# [SET EXERCISE]
Copy everything from the start of the material down to the line containing "point(25, 34)", swapping "display panel" for "monitor" and keeping the rest unchanged. Leave the pictures out.

─── DATA ROWS ───

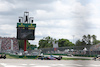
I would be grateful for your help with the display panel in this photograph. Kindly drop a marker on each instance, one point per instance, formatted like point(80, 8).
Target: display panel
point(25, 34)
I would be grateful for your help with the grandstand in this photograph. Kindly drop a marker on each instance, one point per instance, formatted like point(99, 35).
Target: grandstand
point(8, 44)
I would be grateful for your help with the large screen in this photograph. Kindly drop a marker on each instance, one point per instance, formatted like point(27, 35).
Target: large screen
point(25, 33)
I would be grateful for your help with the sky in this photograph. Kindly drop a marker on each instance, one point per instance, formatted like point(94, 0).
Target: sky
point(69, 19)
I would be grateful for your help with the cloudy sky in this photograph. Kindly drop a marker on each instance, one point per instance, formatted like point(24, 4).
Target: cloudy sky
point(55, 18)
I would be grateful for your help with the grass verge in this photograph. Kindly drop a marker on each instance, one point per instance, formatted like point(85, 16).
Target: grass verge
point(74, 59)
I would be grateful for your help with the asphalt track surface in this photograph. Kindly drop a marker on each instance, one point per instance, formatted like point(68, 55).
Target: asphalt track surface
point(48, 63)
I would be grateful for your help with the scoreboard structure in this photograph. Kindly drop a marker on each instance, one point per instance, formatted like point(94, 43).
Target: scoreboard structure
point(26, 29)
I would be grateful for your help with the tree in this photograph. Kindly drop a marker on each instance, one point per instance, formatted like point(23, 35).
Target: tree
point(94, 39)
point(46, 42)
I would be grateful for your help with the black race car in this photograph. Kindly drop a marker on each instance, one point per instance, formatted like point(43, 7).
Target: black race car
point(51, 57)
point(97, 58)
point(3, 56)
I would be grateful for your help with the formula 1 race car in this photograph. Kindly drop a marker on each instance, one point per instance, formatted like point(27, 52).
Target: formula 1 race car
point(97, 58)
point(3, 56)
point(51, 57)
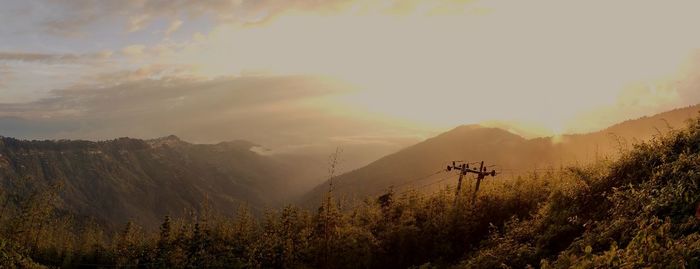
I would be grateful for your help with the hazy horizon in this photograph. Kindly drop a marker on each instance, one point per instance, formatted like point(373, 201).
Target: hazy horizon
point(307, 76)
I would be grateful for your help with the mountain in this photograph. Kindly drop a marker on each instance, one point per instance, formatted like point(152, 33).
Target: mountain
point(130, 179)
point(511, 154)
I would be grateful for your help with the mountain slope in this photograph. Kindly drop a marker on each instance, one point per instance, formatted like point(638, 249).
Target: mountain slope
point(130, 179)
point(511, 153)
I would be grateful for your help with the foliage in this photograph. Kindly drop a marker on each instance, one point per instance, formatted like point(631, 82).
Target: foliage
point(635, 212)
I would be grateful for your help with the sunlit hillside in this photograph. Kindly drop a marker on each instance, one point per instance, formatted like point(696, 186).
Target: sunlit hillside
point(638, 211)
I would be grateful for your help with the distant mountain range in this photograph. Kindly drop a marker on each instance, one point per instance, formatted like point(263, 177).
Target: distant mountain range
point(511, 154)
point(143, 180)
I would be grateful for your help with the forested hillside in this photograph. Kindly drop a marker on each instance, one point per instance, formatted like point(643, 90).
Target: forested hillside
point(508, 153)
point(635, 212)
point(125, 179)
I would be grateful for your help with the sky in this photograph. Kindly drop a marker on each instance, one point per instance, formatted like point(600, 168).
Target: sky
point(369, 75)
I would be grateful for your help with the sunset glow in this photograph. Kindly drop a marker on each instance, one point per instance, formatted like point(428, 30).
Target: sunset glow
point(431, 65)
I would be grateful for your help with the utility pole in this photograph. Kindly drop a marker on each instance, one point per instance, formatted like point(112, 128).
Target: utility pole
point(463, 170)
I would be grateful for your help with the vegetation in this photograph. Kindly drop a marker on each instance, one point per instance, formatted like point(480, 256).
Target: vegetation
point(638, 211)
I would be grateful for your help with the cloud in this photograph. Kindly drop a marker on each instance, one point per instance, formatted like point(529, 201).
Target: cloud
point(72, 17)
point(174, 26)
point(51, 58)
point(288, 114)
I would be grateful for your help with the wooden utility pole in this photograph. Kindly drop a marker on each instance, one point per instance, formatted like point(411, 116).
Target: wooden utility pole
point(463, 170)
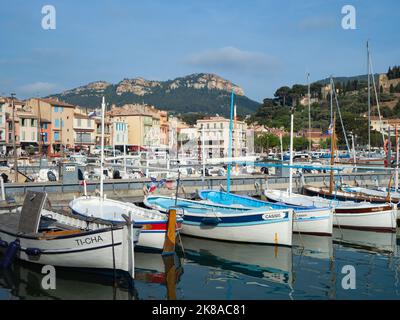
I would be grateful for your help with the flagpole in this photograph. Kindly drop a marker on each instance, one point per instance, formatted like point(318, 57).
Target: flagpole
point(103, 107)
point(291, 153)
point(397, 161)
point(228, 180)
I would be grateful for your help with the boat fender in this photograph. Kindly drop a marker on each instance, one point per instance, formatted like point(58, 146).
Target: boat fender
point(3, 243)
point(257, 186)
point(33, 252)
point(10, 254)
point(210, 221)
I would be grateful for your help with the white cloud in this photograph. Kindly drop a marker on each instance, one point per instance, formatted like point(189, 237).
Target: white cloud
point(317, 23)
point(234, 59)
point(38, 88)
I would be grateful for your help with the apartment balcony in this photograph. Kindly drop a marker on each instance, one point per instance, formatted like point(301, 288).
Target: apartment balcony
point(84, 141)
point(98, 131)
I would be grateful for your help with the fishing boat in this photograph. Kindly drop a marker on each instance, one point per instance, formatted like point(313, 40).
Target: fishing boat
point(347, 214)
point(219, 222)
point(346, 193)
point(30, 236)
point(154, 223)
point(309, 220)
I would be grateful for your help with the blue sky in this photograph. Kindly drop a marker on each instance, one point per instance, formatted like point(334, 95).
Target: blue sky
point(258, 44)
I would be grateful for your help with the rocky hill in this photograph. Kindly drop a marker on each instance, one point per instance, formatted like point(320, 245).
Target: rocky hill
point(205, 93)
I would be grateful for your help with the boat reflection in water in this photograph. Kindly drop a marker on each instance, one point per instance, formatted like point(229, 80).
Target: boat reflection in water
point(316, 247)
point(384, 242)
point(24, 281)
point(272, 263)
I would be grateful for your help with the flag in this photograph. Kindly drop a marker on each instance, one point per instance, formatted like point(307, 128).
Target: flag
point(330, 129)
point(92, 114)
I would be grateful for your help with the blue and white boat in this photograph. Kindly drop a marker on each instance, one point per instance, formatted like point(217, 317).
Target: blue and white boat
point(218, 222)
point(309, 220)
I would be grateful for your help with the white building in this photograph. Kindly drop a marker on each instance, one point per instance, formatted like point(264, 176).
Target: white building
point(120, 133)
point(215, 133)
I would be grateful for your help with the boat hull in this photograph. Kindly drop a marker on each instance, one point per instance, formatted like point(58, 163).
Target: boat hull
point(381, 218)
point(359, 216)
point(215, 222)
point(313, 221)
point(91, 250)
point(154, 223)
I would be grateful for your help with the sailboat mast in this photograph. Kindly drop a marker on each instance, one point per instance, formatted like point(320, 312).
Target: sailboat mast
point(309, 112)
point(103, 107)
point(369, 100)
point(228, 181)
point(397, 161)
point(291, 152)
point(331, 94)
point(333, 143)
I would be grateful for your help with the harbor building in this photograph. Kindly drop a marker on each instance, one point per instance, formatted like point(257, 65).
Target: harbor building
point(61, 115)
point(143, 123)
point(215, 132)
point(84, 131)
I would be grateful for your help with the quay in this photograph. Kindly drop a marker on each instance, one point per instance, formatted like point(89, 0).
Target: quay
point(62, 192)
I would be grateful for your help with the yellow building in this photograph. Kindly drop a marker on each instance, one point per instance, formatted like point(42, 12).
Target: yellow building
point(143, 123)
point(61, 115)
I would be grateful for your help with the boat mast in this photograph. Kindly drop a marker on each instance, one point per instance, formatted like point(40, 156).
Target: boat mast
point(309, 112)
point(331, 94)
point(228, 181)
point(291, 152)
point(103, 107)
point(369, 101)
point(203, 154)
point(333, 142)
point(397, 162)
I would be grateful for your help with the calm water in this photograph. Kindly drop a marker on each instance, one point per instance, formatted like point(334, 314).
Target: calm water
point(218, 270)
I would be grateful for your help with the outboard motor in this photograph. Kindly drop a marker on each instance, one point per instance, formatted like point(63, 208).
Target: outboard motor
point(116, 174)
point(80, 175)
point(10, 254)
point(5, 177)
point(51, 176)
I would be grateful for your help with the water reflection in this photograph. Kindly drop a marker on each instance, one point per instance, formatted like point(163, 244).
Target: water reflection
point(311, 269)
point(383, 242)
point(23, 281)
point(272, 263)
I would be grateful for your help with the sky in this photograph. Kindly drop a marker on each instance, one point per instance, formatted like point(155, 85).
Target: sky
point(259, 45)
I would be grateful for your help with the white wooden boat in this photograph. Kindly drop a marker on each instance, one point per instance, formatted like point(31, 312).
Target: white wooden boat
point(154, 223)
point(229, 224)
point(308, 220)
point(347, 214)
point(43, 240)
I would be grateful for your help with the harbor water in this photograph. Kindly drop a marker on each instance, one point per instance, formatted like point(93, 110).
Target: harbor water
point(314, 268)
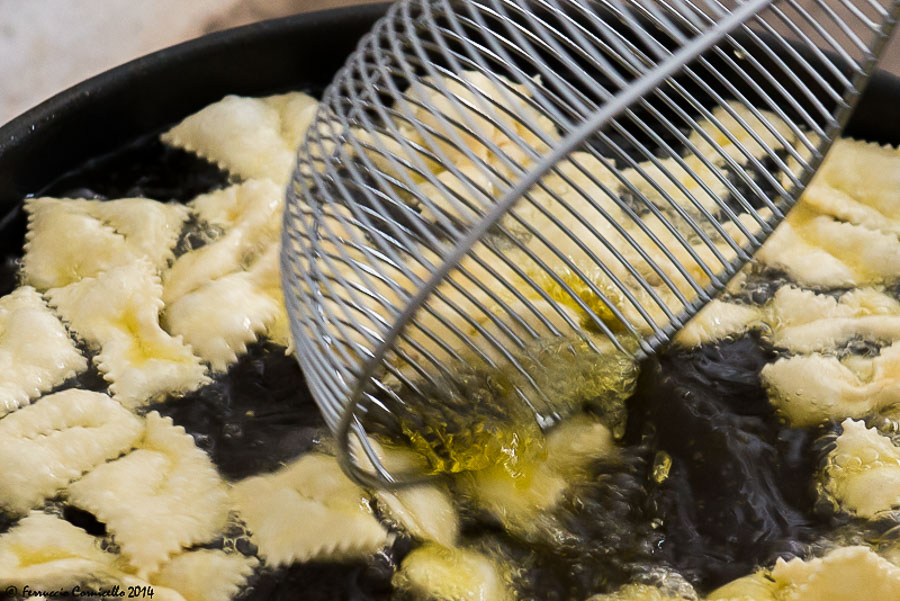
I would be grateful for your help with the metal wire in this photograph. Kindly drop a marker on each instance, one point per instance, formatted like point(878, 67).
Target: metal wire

───

# [EXPECTED ANSWER]
I would be grateful for your help with the monitor in this photograph. Kindly drop a marker on each instance, one point per instance, formatted like point(80, 8).
Target: monitor
point(25, 34)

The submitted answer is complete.